ACTIVITY: Write the entries below out again without a single difference.

THE RECORDS:
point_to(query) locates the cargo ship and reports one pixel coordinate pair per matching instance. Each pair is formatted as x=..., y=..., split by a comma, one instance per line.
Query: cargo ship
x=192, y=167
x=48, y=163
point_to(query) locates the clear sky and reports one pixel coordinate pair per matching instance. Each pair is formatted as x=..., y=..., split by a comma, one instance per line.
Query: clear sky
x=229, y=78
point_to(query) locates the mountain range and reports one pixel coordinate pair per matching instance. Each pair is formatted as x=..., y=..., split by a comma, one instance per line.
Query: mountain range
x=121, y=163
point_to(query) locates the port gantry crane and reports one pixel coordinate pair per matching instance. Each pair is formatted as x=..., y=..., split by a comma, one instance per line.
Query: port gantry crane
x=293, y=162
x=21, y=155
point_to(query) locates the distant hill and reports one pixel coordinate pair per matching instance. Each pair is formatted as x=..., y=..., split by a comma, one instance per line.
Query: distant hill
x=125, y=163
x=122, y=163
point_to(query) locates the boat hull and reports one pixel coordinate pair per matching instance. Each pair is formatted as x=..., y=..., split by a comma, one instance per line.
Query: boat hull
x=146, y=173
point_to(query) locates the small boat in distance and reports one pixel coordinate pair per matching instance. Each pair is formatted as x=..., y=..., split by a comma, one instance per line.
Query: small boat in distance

RESPONSE:
point_to(query) locates the cargo ship and reports one pixel coordinate pair per matching instance. Each pair is formatted as x=..., y=..., split by a comma, one instance per line.
Query: cargo ship
x=192, y=167
x=48, y=163
point_to(query) locates the clear sky and reports one pixel coordinate pair per matching instance. Each pair is formatted as x=..., y=..., split by a comma, one instance per line.
Query: clear sky
x=229, y=78
point_to(query) locates the mountain range and reports one pixel coordinate pair per matching instance. Each pair is formatted as x=..., y=..., split by a comma, one instance per line.
Query: mountain range
x=121, y=163
point_to(query) locates the port gantry crane and reports one pixel coordinate pair per matching instance. Each pair is formatted as x=..., y=..., split by a comma, one instance per line.
Query: port gantry crane
x=293, y=162
x=21, y=155
point_to(query) locates the distant hill and reports one pixel coordinate pair per matching instance. Each pair is formatted as x=..., y=..., split by a comma, one instance per line.
Query: distant hill
x=125, y=163
x=122, y=163
point_to(query) locates the boat hull and reports one pixel coordinate pair per matching instance. Each pair is formatted as x=..., y=..., split by a comma, one instance per line.
Query: boat hull
x=146, y=173
point_to(query) locates the small boat in distance and reports one pixel coordinate pair per matching instance. Each pair is formatted as x=..., y=..., split by a comma, one instance per line.
Query: small boat in distance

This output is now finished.